____ 任务数据

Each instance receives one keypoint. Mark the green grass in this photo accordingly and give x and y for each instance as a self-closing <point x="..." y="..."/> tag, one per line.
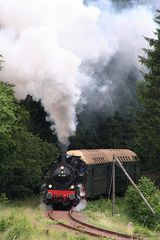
<point x="24" y="220"/>
<point x="99" y="213"/>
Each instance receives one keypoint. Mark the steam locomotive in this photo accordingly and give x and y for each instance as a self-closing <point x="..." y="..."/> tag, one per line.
<point x="87" y="173"/>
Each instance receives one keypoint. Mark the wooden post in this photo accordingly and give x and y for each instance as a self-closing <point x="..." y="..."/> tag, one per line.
<point x="113" y="187"/>
<point x="130" y="179"/>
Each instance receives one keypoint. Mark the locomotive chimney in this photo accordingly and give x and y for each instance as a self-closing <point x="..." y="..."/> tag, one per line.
<point x="63" y="152"/>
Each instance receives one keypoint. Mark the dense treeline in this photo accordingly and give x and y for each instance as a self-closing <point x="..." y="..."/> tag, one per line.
<point x="27" y="145"/>
<point x="24" y="156"/>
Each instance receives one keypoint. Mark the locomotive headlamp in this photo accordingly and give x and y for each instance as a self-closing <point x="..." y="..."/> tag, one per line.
<point x="62" y="167"/>
<point x="49" y="195"/>
<point x="71" y="196"/>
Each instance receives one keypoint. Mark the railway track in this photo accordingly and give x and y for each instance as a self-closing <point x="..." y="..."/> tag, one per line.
<point x="68" y="220"/>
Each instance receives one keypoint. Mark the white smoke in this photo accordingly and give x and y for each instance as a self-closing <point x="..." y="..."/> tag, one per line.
<point x="45" y="42"/>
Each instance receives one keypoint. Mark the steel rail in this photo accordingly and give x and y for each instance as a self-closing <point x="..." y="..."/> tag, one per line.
<point x="100" y="231"/>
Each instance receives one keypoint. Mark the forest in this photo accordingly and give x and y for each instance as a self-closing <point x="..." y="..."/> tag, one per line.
<point x="28" y="145"/>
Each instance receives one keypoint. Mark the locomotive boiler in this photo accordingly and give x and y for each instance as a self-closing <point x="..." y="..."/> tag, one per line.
<point x="87" y="173"/>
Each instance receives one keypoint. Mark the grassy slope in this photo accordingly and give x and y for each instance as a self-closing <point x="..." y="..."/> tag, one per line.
<point x="26" y="221"/>
<point x="99" y="213"/>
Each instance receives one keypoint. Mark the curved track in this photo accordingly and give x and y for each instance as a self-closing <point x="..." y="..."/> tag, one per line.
<point x="68" y="220"/>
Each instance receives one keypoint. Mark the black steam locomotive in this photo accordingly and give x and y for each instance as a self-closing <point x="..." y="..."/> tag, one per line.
<point x="64" y="181"/>
<point x="87" y="173"/>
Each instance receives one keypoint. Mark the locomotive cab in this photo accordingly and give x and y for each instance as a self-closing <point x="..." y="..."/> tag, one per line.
<point x="62" y="181"/>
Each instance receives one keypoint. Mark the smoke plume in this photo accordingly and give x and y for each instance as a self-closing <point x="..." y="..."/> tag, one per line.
<point x="51" y="50"/>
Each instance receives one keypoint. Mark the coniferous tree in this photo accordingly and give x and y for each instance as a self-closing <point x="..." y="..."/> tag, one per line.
<point x="148" y="134"/>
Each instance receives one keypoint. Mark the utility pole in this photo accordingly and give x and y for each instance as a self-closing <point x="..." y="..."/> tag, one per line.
<point x="113" y="187"/>
<point x="130" y="179"/>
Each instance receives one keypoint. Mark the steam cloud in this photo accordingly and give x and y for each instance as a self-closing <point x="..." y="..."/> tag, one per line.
<point x="49" y="47"/>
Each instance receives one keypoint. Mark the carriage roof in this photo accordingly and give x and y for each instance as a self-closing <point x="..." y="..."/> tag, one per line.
<point x="99" y="156"/>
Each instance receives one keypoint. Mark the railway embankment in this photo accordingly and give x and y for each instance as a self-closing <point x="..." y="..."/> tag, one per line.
<point x="26" y="220"/>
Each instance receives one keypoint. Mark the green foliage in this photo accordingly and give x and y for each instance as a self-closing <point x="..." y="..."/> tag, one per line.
<point x="136" y="206"/>
<point x="24" y="157"/>
<point x="3" y="199"/>
<point x="148" y="130"/>
<point x="15" y="226"/>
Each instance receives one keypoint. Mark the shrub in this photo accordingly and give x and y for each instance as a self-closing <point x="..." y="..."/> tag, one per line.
<point x="15" y="226"/>
<point x="3" y="199"/>
<point x="136" y="206"/>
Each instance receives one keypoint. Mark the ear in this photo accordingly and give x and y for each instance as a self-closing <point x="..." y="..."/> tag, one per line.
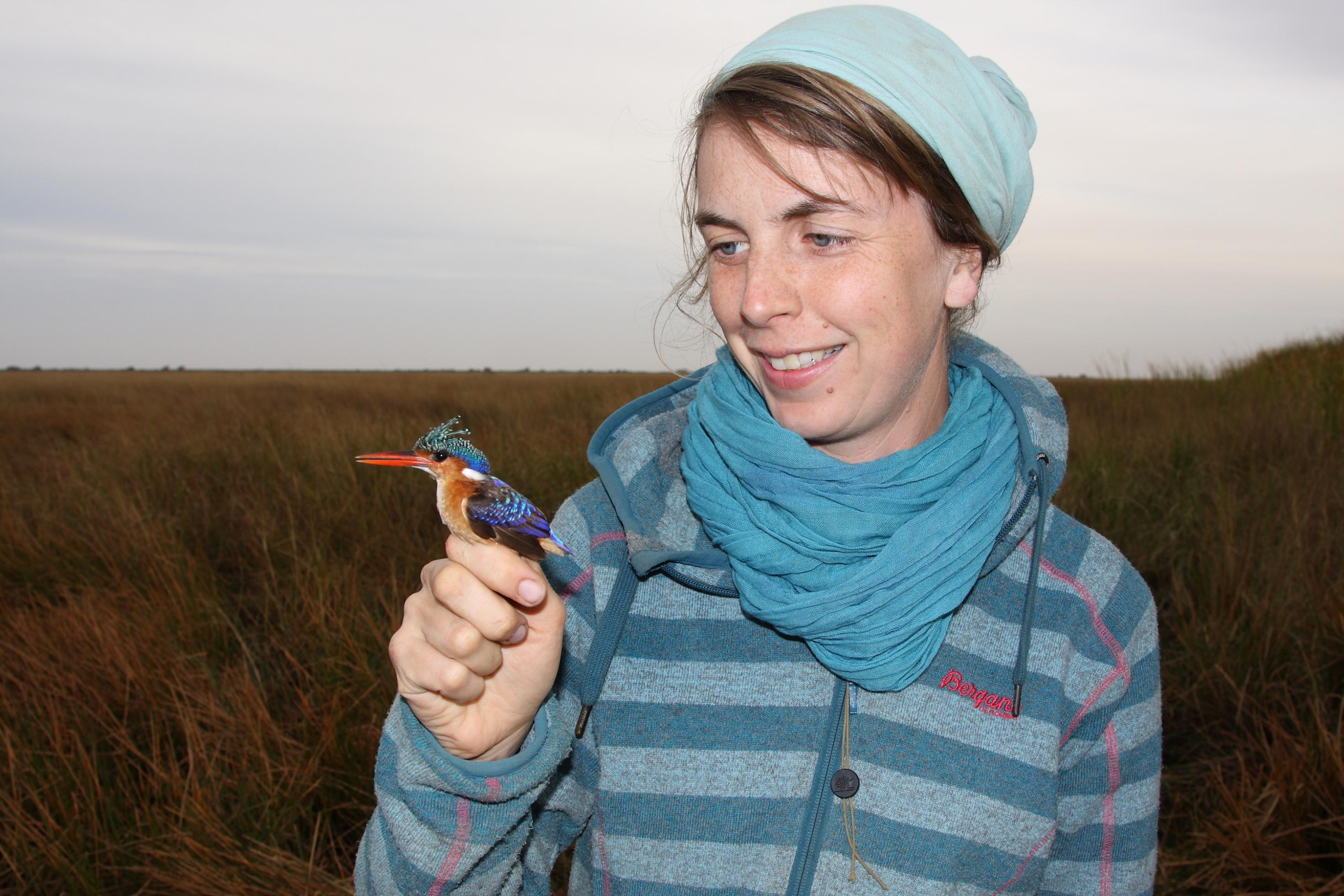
<point x="964" y="283"/>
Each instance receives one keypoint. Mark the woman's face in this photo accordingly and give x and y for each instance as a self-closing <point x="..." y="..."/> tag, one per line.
<point x="861" y="285"/>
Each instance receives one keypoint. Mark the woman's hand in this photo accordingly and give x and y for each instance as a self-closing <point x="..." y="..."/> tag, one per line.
<point x="479" y="649"/>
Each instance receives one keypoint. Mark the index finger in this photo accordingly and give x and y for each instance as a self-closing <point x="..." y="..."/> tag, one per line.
<point x="500" y="570"/>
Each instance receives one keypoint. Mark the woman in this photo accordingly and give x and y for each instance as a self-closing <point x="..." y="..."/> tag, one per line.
<point x="822" y="632"/>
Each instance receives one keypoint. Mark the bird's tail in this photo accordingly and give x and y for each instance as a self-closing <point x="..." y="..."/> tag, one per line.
<point x="553" y="544"/>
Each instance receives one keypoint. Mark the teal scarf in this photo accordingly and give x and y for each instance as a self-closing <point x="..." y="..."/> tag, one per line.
<point x="866" y="562"/>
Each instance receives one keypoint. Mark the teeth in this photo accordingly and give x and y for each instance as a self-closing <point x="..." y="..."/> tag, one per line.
<point x="802" y="359"/>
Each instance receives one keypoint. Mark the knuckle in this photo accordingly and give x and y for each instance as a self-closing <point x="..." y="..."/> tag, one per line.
<point x="464" y="640"/>
<point x="448" y="581"/>
<point x="397" y="649"/>
<point x="456" y="679"/>
<point x="429" y="571"/>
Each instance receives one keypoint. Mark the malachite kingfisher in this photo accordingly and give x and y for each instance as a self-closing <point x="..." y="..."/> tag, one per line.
<point x="475" y="505"/>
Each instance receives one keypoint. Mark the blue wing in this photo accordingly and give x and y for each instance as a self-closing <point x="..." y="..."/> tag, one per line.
<point x="509" y="518"/>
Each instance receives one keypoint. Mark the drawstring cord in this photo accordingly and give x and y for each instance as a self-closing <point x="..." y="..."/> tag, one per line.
<point x="847" y="802"/>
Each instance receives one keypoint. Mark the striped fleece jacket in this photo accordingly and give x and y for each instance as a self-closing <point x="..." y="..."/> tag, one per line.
<point x="706" y="765"/>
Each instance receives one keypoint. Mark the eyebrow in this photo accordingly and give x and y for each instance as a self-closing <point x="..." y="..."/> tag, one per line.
<point x="804" y="209"/>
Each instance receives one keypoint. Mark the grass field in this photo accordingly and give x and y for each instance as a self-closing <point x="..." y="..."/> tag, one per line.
<point x="197" y="589"/>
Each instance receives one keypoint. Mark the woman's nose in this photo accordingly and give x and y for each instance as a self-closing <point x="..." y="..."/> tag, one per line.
<point x="769" y="290"/>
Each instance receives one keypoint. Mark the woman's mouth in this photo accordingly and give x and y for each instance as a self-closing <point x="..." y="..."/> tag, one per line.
<point x="803" y="359"/>
<point x="798" y="370"/>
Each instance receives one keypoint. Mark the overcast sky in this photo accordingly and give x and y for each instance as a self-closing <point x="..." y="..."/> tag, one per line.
<point x="450" y="186"/>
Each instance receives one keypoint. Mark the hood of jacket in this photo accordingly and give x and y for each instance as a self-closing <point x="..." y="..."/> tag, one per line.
<point x="637" y="455"/>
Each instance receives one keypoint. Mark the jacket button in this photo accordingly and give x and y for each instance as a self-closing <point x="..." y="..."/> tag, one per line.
<point x="845" y="783"/>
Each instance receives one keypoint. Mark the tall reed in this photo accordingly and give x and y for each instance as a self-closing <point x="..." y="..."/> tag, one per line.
<point x="197" y="589"/>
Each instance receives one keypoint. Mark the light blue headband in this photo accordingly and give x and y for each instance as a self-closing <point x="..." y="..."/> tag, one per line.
<point x="967" y="109"/>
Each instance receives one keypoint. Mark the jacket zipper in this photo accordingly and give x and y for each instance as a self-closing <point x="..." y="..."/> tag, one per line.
<point x="723" y="591"/>
<point x="819" y="805"/>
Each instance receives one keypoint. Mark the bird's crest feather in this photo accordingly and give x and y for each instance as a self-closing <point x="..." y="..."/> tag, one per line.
<point x="445" y="438"/>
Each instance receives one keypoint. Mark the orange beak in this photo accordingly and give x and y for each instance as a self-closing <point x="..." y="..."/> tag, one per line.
<point x="394" y="458"/>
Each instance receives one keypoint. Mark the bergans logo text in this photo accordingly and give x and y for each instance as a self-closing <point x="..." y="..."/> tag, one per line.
<point x="991" y="703"/>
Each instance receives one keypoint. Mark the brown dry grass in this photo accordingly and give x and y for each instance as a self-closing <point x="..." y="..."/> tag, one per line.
<point x="197" y="587"/>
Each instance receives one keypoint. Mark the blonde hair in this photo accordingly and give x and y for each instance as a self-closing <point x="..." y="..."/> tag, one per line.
<point x="820" y="111"/>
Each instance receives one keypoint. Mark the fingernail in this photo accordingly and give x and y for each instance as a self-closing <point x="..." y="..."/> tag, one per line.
<point x="531" y="590"/>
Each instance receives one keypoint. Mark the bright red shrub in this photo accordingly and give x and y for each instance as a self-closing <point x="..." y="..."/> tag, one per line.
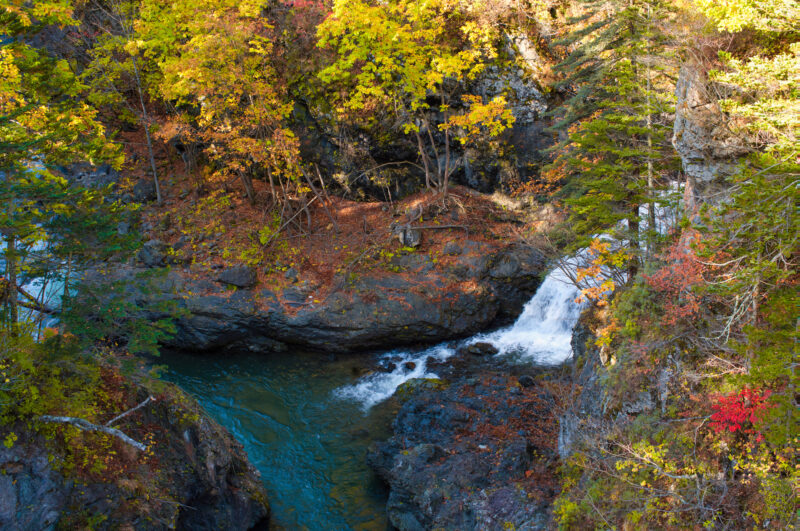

________

[任务详情]: 把从含有“Each instance receives one keypoint. Mark the fingernail”的那一行起直到条目末尾的内容改写一遍，将其中的“photo”替换为“image”，其余一律不变，图片不要放进答案。

[练习解答]:
Each instance receives one keypoint. Mark the fingernail in this image accordingly and give x and y for each instance as a self-closing <point x="..." y="..."/> tag, one per line.
<point x="531" y="590"/>
Each instance receives one keypoint. Mark the bright red shrub in this image accordingly and give x and y for each instance as a self-closing <point x="..." y="..."/> tag, one per line.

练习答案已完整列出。